1

I have been trying to do this problem for at least a week now, and can't seem to understand where is the problem, I already checked everything in google, and dont know any programmer in real life to ask them personaly, so if anyone can help me it would be great.

None of the images generated load, and it doesnt recover 50 as it is suposed to, it recovers 986.

I get this results in check50:

:) recover.c exists.

:) recover.c compiles.

:) handles lack of forensic image

:( recovers 000.jpg correctly

recovered image does not match

:( recovers middle images correctly

recovered image does not match

:( recovers 049.jpg correctly

recovered image does not match

#include <stdio.h>
#include <stdlib.h>
#include <stdint.h>
#include <cs50.h>

typedef uint8_t BYTE;

#define BLOCK_SIZE 512

int main(int argc, char *argv[])
{
    //it only accepts one comand argument in the name of an image
    if (argc != 2)
    {
        printf("Usage: ./recover IMAGE");
        return 1;
    }

    //check if it can open the image
    FILE *file = fopen(argv[1], "r");

    if (file == NULL)
    {
        printf("The image cannot be opened");
        return 1;
    }

    bool jpg_before = false;
    int counter = 0;
    FILE *image = NULL;
    char name[8];
    unsigned char buffer[BLOCK_SIZE];

    //while there is still jpegs in the file
    while (fread(buffer, BLOCK_SIZE, 1, file) == 1)
    {
        if (buffer[0] == 0xff && buffer[1] == 0xd8 && buffer[2] == 0xff && (buffer[3] & 0xe0) == 0xe0)
        {
            jpg_before = true;
        }

        if(jpg_before == true)
        {
            sprintf(name, "%03i.jpg", counter);
            counter++;
            image = fopen(name, "a");
            fwrite(buffer, BLOCK_SIZE, 1, image);
            fclose(image);
        }

    }
    fclose(file);
}

(also please keep in mind I'm new to programming, 16 years old and english is not my first lenguage)

▸ Given exercise
According to the forum post, how many images does the program recover instead of the expected 50?

▸ Source data

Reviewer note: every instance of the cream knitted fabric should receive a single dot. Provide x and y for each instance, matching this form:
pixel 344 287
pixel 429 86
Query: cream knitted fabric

▸ Exercise solution
986